• **Task details**:
Update the lines below by replacing "look for" with "locate" throughout, keeping everything else the same. Leave the pictures out of your answer.

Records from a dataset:
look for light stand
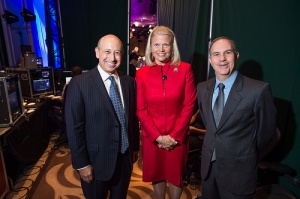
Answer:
[206,0,214,80]
[2,8,36,45]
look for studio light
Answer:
[21,8,36,22]
[2,10,19,24]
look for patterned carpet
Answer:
[6,134,200,199]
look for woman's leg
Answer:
[152,181,166,199]
[169,183,182,199]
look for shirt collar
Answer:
[97,64,119,81]
[214,71,237,90]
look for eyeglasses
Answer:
[210,50,234,58]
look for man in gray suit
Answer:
[65,35,139,199]
[197,37,276,199]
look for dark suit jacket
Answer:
[197,74,276,194]
[65,67,139,181]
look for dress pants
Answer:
[202,161,255,199]
[81,149,132,199]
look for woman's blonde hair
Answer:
[145,26,181,66]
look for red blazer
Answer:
[136,62,196,186]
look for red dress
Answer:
[136,62,196,186]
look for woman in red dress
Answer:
[136,26,196,199]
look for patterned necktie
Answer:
[109,76,129,153]
[211,83,225,162]
[213,83,225,127]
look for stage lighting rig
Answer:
[2,10,19,25]
[21,8,36,22]
[2,8,36,45]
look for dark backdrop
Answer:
[60,0,128,73]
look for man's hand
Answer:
[132,151,139,164]
[78,165,94,183]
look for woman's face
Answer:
[151,35,173,65]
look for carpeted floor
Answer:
[6,134,200,199]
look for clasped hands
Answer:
[156,135,178,150]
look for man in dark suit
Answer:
[65,35,139,199]
[197,37,276,199]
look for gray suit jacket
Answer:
[197,74,276,194]
[65,67,139,181]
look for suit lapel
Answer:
[218,74,243,129]
[91,67,115,113]
[202,78,216,131]
[119,74,129,124]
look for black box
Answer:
[0,74,24,127]
[9,68,55,99]
[23,53,37,68]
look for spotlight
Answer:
[2,10,19,24]
[21,8,36,22]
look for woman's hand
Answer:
[156,135,178,150]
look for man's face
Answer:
[95,35,123,75]
[209,39,239,81]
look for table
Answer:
[0,102,50,182]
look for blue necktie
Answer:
[109,76,129,153]
[211,83,225,161]
[213,83,225,127]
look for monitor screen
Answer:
[33,79,51,93]
[8,91,19,110]
[66,77,72,84]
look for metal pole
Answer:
[56,0,67,69]
[206,0,214,80]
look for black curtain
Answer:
[157,0,200,63]
[60,0,128,73]
[0,17,8,69]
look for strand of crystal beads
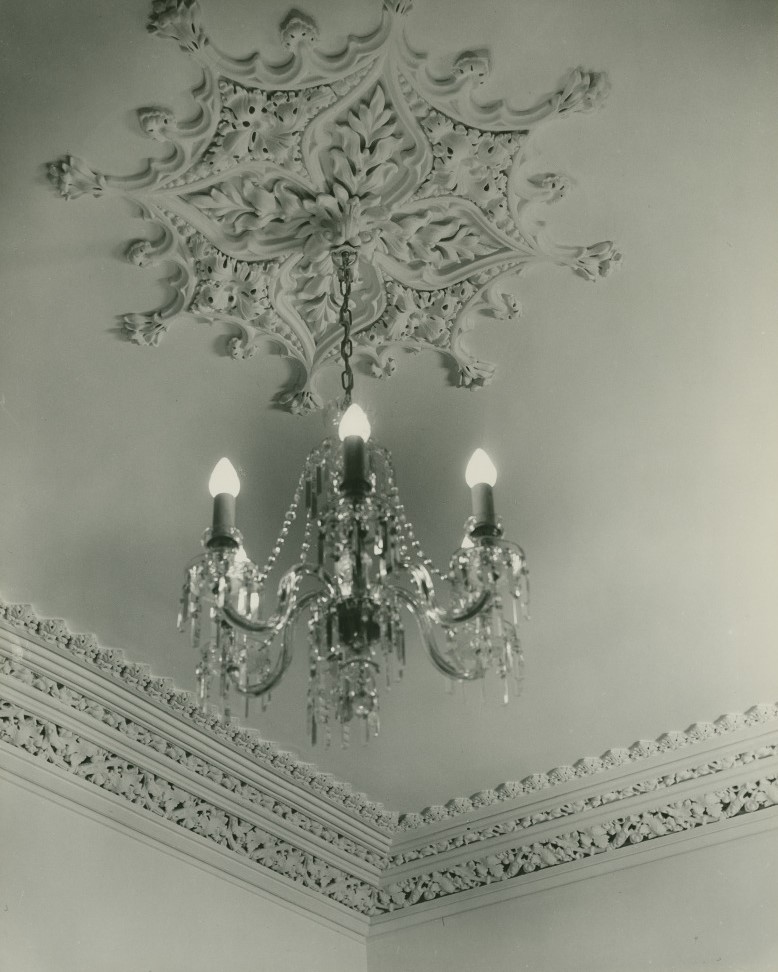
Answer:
[252,470,305,588]
[374,446,447,581]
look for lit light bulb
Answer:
[465,449,497,489]
[338,402,370,442]
[208,456,240,497]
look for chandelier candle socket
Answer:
[338,404,370,499]
[208,457,240,546]
[465,449,498,536]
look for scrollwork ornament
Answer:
[49,0,620,413]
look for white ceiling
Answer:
[0,0,778,809]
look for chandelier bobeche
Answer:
[179,248,527,743]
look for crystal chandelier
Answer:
[179,246,528,744]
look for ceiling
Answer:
[0,0,778,810]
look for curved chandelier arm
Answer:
[392,586,483,682]
[221,564,335,634]
[398,564,492,625]
[231,591,318,696]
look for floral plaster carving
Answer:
[389,744,778,867]
[372,772,778,914]
[397,703,778,831]
[0,656,385,867]
[49,0,620,412]
[0,601,778,918]
[0,600,397,831]
[0,699,374,914]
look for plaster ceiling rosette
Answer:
[49,0,620,412]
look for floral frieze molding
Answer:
[49,0,620,412]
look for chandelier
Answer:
[179,246,528,745]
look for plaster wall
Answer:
[368,830,778,972]
[0,780,366,972]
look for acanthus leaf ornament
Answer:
[49,0,620,412]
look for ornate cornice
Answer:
[49,0,620,412]
[397,703,778,831]
[0,602,778,934]
[0,599,397,833]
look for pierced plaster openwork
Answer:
[0,599,778,934]
[49,0,620,412]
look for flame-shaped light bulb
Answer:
[338,402,370,442]
[465,449,497,489]
[208,456,240,497]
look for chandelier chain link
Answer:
[334,247,356,408]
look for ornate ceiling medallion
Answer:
[50,0,620,412]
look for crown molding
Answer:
[49,0,621,413]
[0,601,778,937]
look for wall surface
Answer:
[0,780,365,972]
[368,830,778,972]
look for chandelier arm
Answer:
[408,564,492,625]
[220,567,303,634]
[230,591,318,696]
[392,587,483,682]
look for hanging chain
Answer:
[333,247,357,408]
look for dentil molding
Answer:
[0,601,778,936]
[49,0,621,412]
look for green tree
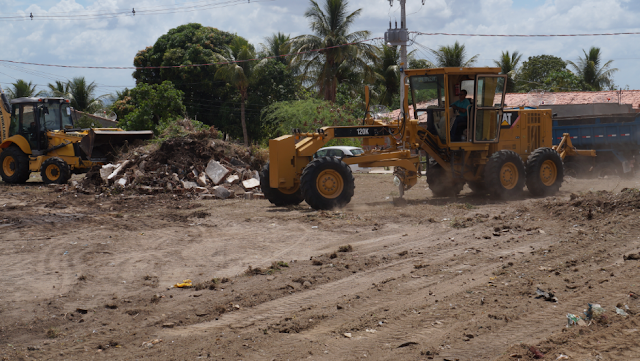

• **Response**:
locate light stand
Answer:
[206,0,214,80]
[2,8,36,45]
locate studio light
Answer:
[21,8,36,22]
[2,10,19,24]
locate patterned carpet
Answer:
[6,134,200,199]
locate woman's leg
Answer:
[152,181,166,199]
[169,183,182,199]
locate shirt collar
Answer:
[97,64,119,81]
[214,71,237,90]
locate eyeglasses
Answer:
[210,50,234,58]
locate man in gray suit
Answer:
[65,35,139,199]
[197,37,276,199]
locate dark suit jacket
Answer:
[197,74,276,194]
[65,67,139,181]
locate dress pants
Answer:
[202,161,255,199]
[81,149,132,199]
locate woman's blonde hair
Answer:
[145,26,181,66]
locate red blazer
Answer:
[136,62,196,186]
locate red dress
Answer:
[136,62,196,186]
locate woman in red dress
Answer:
[136,26,196,199]
locate patterned necktie
Answer:
[109,76,129,153]
[211,83,225,162]
[213,83,225,127]
locate stage lighting rig
Answer:
[2,10,19,25]
[21,8,36,22]
[2,8,36,45]
locate dark backdrop
Answer:
[60,0,128,73]
locate man's hand
Answer:
[132,151,139,164]
[78,165,94,183]
locate woman's face
Answer:
[151,35,173,65]
locate carpeted floor
Answer:
[6,134,200,199]
locate clasped hands
Answer:
[156,135,178,150]
locate man in dark suit
Answer:
[65,35,139,199]
[197,37,276,199]
locate gray suit jacket
Answer:
[197,74,276,194]
[65,67,139,181]
locate suit lapel
Answer:
[218,74,243,129]
[91,67,115,113]
[202,78,216,131]
[119,74,129,124]
locate black box
Answer:
[0,74,24,127]
[9,68,55,99]
[23,53,37,68]
locate spotlight
Answer:
[2,10,19,24]
[21,8,36,22]
locate woman's hand
Answer:
[156,135,178,150]
locate man's face
Answer:
[95,35,123,75]
[209,39,239,81]
locate table
Answer:
[0,102,50,182]
locate blue necktie
Answer:
[109,76,129,153]
[211,83,225,161]
[213,83,225,127]
locate monitor screen
Answer:
[33,79,51,93]
[8,91,19,110]
[66,77,72,84]
locate metal pole
Answer:
[56,0,67,69]
[206,0,214,80]
locate black curtain
Answer:
[157,0,200,63]
[60,0,128,73]
[0,17,8,69]
locate strand of crystal beads
Answer:
[252,470,305,588]
[374,446,447,581]
locate lit light bulb
Answer:
[465,449,497,489]
[338,402,370,442]
[208,456,240,497]
locate chandelier candle socket
Answer:
[338,404,370,499]
[208,457,240,546]
[465,449,498,536]
locate scrollwork ornament
Answer:
[49,0,620,413]
locate white ceiling
Answer:
[0,0,778,809]
locate chandelier bobeche
Answer:
[179,248,527,743]
locate crystal chandelier
Answer:
[179,246,528,744]
locate ceiling
Answer:
[0,0,778,810]
locate curved chandelier arm
Answer:
[392,586,483,682]
[221,564,335,634]
[398,564,492,625]
[231,591,318,696]
locate floral plaster carving
Answer:
[389,744,778,867]
[372,772,778,914]
[397,703,778,831]
[0,656,385,867]
[49,0,620,412]
[0,601,778,918]
[0,600,397,831]
[0,699,374,914]
locate plaster ceiling rosette
Answer:
[49,0,620,412]
locate floral frieze molding
Answer:
[49,0,620,412]
locate chandelier
Answer:
[179,246,528,745]
locate plaster wall
Answer:
[368,830,778,972]
[0,780,366,972]
locate acanthus leaf ornament
Answer:
[49,0,620,412]
locate ornate cornice
Answer:
[49,0,620,412]
[397,703,778,831]
[0,602,778,934]
[0,599,397,833]
locate pierced plaster openwork
Answer:
[0,599,778,934]
[49,0,620,412]
locate flame-shaped light bulb
Answer:
[338,402,370,442]
[465,449,497,489]
[208,456,240,497]
locate chandelier chain link
Answer:
[334,247,356,408]
locate ornate ceiling medallion
Answer:
[50,0,620,412]
locate crown molding
Answer:
[49,0,621,413]
[0,601,778,937]
locate wall surface
Answer:
[0,780,365,972]
[368,830,778,972]
locate chandelier arm
Answer:
[408,564,492,625]
[220,567,303,634]
[230,591,318,696]
[392,587,483,682]
locate hanging chain
Answer:
[333,247,357,408]
locate dentil molding
Answer:
[0,601,778,936]
[49,0,621,412]
locate green tree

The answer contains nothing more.